------ TEXT EXTRACT ------

Summary: The word "while" alerts us to the sources of our frustration: weakness, pride, and broken relationships. But God in the crucified Christ has an answer to each of these issues.

Why are so many people so unhappy?

Why is it that there are so many people with so much ability and with so many resources, but they still feel profoundly unhappy and frustrated?

A great many people do, you know. Some of them show it in the obvious ways; some of them are angry and even dangerous because they are, ill housed, ill fed, and ill clad. It’s pretty easy to see why they would be unhappy and frustrated.

But this deep discontent, this frustration knows no boundaries of class or education or wealth. By now we know that we can’t be fooled by the plastic images we see on TV. By now we know that a good many of the glittering public personalities are embroiled in lawsuits, their marriages are breaking up. Some are into drugs because they want to escape their real lives, and some lie on psychiatrists’ couches for endless hours, because they want to discover their real lives!

Where does this unhappiness come from? How do you interpret all this frustration? And what is its remedy? Who has a cure?

The apostle Paul gives us a very pointed description of the human dilemma in the Roman letter. In just a few brief words he puts labels on some of the frustrations we feel. If you listen carefully while I read, and you listen especially for the word "while", you’ll identify the levels of our frustration.

Romans 5:6-11

Let me highlight those three "whiles", those three levels of frustration: "While we were still weak", "while we still were sinners", and "while we were enemies". Remember those three key words: weak, sinners, and enemies.

And then let me highlight God’s response. How much does God care about us? Enough to die for us. "While we were still weak, Christ died for the ungodly" "While we still were sinners, Christ died for us" And "while we were enemies, we were reconciled to God through the death of His Son."

To get you into thinking about this, I have a parable brought to you out of my basement. I have a plumbing parable that will teach you about these levels of human frustration.

About three or four weeks ago I was cleaning something very dirty and greasy, and I was doing it in our basement laundry sink. The next time somebody tried to do a load of laundry, we had a minor flood in the basement, because the sink drain had stopped up. Well, I tried the usual remedies. I waited to see if it would correct itself, I poured in some Drano. But to no avail.

And so I dismantled the sink trap and got my plumber’s snake and went to work. With enough wiggling and jiggling I think I got that snake in about 12 or 15 feet before I hit the problem, and with some twisting and turning, I brought out some of the gunk. I thought I had accomplished my goal.

But a test proved otherwise. This time instead of water backing up in the laundry sink, it began to bubble up out of the floor drain, along with slimy, smelly yuck. The truth is that I wasn’t strong enough and my equipment wasn’t powerful enough to bring all the plug out. Frustration because of weakness.

So next I did what every red-blooded American male would do. I ignored the problem and went on. I let it sit there. That’s what you do if you are a man. You are certainly not going to ask for help! Why that would be almost as bad as asking somebody for directions when you are lost! It just isn’t done! So I ignored the problem. I had no particular game plan, except to hook up a garden hose so that we could send the washing machine water out the back door and put soap bubbles into the rose bushes. Who knows? Soap might be good for roses!

------ RECORD EXTRACTS ------

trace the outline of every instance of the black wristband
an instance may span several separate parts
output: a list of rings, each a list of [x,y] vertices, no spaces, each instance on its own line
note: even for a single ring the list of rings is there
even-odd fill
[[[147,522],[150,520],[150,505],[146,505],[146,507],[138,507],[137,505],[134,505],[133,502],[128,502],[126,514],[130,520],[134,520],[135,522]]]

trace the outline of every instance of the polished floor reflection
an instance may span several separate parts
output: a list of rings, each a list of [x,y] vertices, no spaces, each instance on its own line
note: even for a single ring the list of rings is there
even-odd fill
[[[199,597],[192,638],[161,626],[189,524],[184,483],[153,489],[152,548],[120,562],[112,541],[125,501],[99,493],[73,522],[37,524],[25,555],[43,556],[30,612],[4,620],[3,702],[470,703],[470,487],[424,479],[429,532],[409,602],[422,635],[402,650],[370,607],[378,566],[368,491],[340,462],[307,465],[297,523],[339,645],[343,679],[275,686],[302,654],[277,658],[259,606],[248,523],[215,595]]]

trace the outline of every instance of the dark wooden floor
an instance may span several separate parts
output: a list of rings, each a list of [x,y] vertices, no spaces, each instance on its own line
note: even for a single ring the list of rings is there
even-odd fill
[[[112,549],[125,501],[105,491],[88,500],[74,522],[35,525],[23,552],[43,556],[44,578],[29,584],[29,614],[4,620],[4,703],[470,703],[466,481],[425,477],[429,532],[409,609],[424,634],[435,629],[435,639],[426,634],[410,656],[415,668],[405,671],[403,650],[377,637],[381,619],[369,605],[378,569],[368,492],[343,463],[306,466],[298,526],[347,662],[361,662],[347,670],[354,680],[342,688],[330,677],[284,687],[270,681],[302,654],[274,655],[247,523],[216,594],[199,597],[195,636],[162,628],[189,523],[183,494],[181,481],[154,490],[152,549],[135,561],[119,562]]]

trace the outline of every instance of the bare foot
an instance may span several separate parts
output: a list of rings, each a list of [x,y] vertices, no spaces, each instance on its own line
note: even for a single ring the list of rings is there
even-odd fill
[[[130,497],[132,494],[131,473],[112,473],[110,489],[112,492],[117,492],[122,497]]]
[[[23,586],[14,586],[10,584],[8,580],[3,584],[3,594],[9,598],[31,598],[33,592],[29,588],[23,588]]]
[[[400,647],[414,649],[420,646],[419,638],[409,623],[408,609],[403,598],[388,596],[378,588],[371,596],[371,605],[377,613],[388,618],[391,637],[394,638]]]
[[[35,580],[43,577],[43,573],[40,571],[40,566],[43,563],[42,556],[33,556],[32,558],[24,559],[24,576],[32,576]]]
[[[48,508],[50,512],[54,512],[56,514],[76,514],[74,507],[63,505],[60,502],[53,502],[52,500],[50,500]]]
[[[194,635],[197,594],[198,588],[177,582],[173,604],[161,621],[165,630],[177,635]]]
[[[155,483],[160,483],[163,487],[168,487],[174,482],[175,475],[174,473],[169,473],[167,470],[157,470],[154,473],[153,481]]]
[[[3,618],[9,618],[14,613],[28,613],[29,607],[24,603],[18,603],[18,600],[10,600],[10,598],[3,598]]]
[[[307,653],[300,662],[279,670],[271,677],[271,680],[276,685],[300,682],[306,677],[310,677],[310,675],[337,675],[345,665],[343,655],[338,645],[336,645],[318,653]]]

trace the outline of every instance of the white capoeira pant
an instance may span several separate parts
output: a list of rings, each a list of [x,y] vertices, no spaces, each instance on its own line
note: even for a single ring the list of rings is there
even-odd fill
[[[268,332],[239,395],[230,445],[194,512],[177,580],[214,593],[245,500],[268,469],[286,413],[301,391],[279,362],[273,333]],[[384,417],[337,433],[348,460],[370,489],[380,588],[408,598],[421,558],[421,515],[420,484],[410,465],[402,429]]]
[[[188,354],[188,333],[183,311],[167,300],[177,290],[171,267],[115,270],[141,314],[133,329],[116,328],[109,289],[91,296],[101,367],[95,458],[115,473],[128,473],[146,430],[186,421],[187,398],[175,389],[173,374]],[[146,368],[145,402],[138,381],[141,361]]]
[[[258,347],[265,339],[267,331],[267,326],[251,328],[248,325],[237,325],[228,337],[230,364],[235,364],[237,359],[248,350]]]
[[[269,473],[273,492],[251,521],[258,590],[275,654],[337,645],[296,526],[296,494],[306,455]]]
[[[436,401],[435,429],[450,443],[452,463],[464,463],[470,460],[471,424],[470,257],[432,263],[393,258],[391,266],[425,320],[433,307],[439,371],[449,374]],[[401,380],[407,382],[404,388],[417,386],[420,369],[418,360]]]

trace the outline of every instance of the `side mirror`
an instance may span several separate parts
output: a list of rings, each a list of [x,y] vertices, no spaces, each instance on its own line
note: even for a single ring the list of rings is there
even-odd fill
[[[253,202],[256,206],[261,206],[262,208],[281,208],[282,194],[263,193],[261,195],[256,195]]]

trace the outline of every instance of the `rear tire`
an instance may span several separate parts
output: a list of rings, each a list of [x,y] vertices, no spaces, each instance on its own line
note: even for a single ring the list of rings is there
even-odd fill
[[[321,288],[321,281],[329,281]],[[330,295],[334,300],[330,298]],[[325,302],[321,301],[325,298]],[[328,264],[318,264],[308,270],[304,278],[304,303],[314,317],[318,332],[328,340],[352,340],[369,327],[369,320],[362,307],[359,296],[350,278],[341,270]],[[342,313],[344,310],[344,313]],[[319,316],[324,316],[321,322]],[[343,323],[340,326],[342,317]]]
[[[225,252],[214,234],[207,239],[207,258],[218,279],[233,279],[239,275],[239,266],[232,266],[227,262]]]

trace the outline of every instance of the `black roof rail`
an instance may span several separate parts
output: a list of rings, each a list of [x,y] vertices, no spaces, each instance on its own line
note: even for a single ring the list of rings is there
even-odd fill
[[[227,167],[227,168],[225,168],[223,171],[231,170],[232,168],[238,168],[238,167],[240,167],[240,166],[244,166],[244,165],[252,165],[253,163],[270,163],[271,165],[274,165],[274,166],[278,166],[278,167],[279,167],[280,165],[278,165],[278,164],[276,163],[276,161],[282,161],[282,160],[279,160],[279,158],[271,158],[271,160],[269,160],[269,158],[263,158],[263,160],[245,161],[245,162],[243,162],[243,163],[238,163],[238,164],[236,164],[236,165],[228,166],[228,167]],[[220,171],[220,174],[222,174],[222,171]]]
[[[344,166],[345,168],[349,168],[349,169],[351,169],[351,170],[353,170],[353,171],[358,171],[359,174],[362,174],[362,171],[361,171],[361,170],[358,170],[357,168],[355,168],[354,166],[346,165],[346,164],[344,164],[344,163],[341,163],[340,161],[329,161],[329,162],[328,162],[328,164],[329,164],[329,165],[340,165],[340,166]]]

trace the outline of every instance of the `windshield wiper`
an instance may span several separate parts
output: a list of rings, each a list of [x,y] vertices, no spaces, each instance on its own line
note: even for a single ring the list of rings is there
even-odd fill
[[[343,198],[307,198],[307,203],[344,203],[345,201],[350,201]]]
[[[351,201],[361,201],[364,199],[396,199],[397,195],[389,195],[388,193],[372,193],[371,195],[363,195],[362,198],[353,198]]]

------

» **WRITTEN EXERCISE A**:
Reproduce the text on unhappiness and frustration from "The apostle Paul" to "of our frustration.".
» **WRITTEN EXERCISE B**:
Write what follows in the text on unhappiness and frustration, beginning directly after its final sentence.

» **WRITTEN RESPONSE A**:
The apostle Paul gives us a very pointed description of the human dilemma in the Roman letter. In just a few brief words he puts labels on some of the frustrations we feel. If you listen carefully while I read, and you listen especially for the word "while", you’ll identify the levels of our frustration.

» **WRITTEN RESPONSE B**:
Now at this point, do you see the label for my frustration? What was I experiencing now? At first weakness, but now pride. I couldn’t get done what I wanted to get done because foolish pride wouldn’t let me ask for help.

Well, it all came to a head this past Monday. When my daughter phoned and said, "I want to bring over some laundry, what’s the situation?", that was bad enough. When my son came home and said, "Do we have a drain yet?", that was hard to take. But when my wife said, "I want that taken care of and I want it done today" … well, that was the end of the line!

Why? Because what had started out as a nuisance, and I just didn’t quite have the strength to take care of it ... and what had moved on to be a badge of pride … now had become a disruption of relationships! Suddenly the issue wasn’t plumbing anymore; now it was how family members felt about me! Now it was feelings! And that really got my attention!

Now you think you know the answer. You think you know what ought to have been done. And you are probably right. But we’ll save that for a while. Right now we’re just looking at the levels of human frustration: why are we so unhappy, why are we so frustrated, why are we unable to do what we want to do?

Weakness, pride, and broken relationships. Weakness, pride, and broken relationships. Paul speaks of them this way: ’’While we were still weak … " "While we still were sinners … " "While we were enemies " Let’s explore these together:

I

The first level of frustration is weakness. We just can’t seem to get the strength to do and to be what we want. Weakness.

Weakness wears several faces. Sometimes it looks like insecurity. Sometimes it looks like doubt. Sometimes it is just being unsure and indecisive. I have a friend who when presented with almost any kind of decision will say, "I’ll have to get back to you on that. I don’t know what to do." And you can count on his never getting back with a decision and on never being sure of what he ought to do.

Weakness plagues us and frustrates us because we can’t come to terms with priorities. We can’t seem to figure out what is really important. We keep hearing people tell us to be all we can be, but we hardly even know what we want to be, much less have the strength of mind and muscle to pull it off.

I believe that a lot of people feel frustrated and unhappy just because they feel weak. They feel unsure of themselves, they lack the courage to take hold of their lives. They just sort of blandly do whatever comes along to do. You see, this is why a lot of young people are so vulnerable: if nobody has helped them to get a grip on themselves, if nobody has taught them anything about standing for something, then they will be led by others. As the old saying has it, "If you don’t stand for something, you will fall for anything."

I have another friend with whom I play a little game sometimes. I’ve found out that she will agree with anything I say. No matter what it is, how ridiculous it may be, she will just agree. So sometimes I play a little game and I will say things that are absolutely contradictory, just to see what will happen. "It’s getting colder, I think." "Oh yes, it’s chilly". "Nice day to go out without a coat on" "Don’t need one at all."

Weakness is not knowing who we are or what we think, and so we end up being timid little mice who will do only what others want us to do. And since we cannot satisfy everybody else and have not learned to satisfy ourselves, we get frustrated.

Now Paul says, " ...while we were still weak …Christ died for the ungodly." He is saying that Jesus the Christ shows us what strength really is. God in Jesus Christ loves us enough to demonstrate the awesome strength of a man who knows what He is about, who knows what He is to do. God cares enough about our weakness to put in front of us one who faced even death, and who did it with resolution and with joy. The Scripture says that Christ "for the joy that was set before Him endured the Cross."

"While we were still weak … Christ died for us." And when you and I are able to see and to receive what Christ has done in dying for us, then, as Paul says in another place, "I can do all things through Christ who strengthens me." The weakness issue is over and done with. And power comes.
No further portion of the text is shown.